INSTRUCTIONS TO FOLLOW - Write out the entries as a two-column CSV with the headers "prompt" and "points", starting with the line that contains "Target: red wheelbarrow" and going on through the end of the entries. Give one row per entry, putting its text and its answer each in a single quoted field, with line breaks turned into spaces.

↓↓↓

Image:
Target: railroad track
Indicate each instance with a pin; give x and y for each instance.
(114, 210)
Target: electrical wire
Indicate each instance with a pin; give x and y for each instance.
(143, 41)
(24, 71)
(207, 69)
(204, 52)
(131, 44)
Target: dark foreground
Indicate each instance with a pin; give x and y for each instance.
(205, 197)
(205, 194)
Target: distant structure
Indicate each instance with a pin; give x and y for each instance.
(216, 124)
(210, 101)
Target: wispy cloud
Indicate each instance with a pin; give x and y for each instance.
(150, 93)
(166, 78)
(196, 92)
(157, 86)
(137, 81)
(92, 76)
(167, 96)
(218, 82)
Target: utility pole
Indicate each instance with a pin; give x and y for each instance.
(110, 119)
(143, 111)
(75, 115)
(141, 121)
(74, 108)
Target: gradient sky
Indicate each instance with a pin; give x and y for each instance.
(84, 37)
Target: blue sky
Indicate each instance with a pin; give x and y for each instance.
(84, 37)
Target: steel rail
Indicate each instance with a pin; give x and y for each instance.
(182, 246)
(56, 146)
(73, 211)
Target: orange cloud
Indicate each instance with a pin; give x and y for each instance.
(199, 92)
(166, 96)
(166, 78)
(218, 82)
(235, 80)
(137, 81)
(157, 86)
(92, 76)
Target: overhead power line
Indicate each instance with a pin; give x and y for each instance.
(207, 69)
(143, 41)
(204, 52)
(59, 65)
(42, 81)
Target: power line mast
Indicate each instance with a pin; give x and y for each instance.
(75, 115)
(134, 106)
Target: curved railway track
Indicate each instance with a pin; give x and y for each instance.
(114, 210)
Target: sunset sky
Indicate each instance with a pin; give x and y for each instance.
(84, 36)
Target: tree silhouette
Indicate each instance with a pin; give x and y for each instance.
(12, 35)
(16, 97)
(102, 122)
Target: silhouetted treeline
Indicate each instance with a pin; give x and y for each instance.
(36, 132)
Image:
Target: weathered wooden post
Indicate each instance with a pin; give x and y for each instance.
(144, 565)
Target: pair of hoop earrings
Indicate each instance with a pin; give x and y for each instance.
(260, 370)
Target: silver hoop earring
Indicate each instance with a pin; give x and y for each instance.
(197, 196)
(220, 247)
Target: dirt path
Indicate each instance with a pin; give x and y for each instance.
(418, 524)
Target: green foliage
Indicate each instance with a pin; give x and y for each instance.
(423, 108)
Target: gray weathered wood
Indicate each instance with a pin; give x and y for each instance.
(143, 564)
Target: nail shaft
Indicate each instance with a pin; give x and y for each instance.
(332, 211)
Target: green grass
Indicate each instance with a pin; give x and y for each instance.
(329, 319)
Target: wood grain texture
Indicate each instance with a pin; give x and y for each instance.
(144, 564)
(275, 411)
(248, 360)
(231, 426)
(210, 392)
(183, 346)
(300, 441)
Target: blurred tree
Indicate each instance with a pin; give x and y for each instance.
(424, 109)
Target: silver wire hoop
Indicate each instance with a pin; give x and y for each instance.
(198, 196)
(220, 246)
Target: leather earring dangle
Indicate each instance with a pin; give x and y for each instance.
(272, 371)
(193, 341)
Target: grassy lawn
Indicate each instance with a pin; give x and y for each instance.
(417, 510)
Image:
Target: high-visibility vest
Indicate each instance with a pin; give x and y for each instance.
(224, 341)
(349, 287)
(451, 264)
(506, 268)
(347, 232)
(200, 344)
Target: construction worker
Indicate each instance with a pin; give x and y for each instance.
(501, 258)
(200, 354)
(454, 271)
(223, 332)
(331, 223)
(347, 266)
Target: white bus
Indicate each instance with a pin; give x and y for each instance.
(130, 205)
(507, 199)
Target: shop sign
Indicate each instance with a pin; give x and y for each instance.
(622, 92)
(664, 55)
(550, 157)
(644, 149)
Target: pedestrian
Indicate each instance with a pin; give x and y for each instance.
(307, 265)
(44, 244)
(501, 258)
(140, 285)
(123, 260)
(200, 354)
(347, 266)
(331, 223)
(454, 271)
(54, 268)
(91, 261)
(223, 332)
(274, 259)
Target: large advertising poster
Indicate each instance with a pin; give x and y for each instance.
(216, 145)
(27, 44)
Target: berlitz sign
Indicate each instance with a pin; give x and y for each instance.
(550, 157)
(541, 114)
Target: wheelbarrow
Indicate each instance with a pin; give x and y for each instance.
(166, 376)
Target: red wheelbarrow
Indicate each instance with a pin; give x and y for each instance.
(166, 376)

↑↑↑

RESPONSE TO THIS EXERCISE -
prompt,points
"Target: red wheelbarrow Indicate each instance with a pin; give x and y for each instance.","(166, 376)"